[Items listed in a dataset]

________________

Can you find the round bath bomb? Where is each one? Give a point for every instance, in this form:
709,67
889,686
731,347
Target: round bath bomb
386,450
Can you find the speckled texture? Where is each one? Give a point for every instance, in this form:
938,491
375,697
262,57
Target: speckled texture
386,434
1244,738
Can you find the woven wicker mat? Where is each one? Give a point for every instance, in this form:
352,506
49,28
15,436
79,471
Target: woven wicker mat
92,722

________________

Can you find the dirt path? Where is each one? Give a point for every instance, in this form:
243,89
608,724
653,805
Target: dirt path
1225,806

________________

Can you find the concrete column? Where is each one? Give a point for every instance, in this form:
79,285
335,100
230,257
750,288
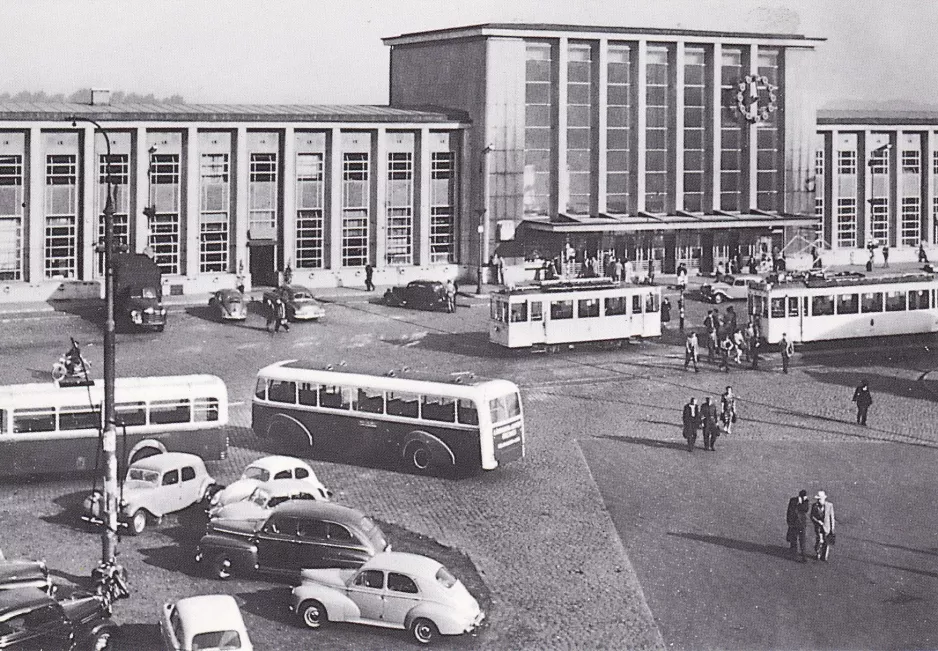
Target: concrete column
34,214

________________

ACTIVITY> Copy all lines of the preceding data that hold the word "instance".

WRITTEN RESPONSE>
Can you find the round bath bomb? Where is each one? Give a point for every instance, in this form:
Can you find the speckled texture? Where is each one? Give a point for every instance, in this form:
Can you find the woven wicker mat? Where is each one? Give a point for every instance, in this form:
Can you find the dirt path? Where is each one? Give a point for every instance, in this form:
Can you find the concrete column? Where is each one? Give a point for every instance, in this form:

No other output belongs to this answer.